** Problem details **
Repeat what the lines below say, word for word, and skip every image.

Natural-language object grounding data:
· · ·
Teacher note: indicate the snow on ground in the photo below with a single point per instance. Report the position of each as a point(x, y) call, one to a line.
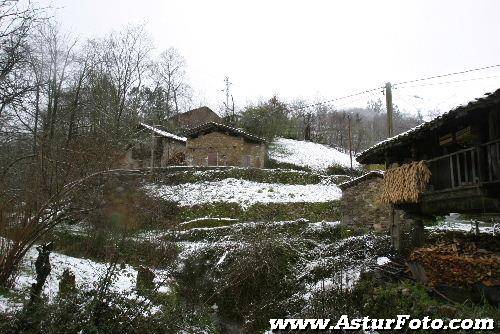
point(307, 154)
point(87, 273)
point(244, 192)
point(454, 222)
point(382, 260)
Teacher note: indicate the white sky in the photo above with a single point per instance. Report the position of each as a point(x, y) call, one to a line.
point(316, 50)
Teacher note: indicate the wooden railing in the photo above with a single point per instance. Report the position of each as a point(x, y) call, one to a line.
point(468, 167)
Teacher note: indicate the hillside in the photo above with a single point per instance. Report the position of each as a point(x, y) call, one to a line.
point(316, 157)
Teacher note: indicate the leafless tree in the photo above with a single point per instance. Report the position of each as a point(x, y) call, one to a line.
point(17, 19)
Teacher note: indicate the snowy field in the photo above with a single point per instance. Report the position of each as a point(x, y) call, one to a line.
point(244, 192)
point(87, 274)
point(307, 154)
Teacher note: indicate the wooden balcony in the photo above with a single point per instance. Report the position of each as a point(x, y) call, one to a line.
· · ·
** Output of the exercise **
Teacher note: indicate the snow on ground in the photo below with a single point per instance. Report the position of each as a point(x, y) call, one to a line.
point(307, 154)
point(87, 273)
point(244, 192)
point(454, 222)
point(382, 260)
Teacher note: indicate the white sky in the photo above with a single point per instance. Report the position of each as a point(x, y) call, one to a line.
point(316, 50)
Teacher note: indicate the wooden railing in the photo above with a single point per instance. Report the position of each as a point(x, y) call, one to a line.
point(468, 167)
Teacher note: indicate the hillside in the photo above with a single point per instance. Report the position of each as a point(x, y) call, one to a line.
point(316, 157)
Teacher note: indicate the leafless tree in the photo above with a single point per instance. Report the position of each as a point(x, y) call, one to a line.
point(17, 19)
Teacher note: indicate the snowy field in the photo above with a single point per instance. Report the position of each as a point(x, y) call, one to a line.
point(244, 192)
point(87, 274)
point(307, 154)
Teacher note: indicate the wooden balcony in the photo above with a single point per instance. Report the position of each as a point(x, y) call, one to a line.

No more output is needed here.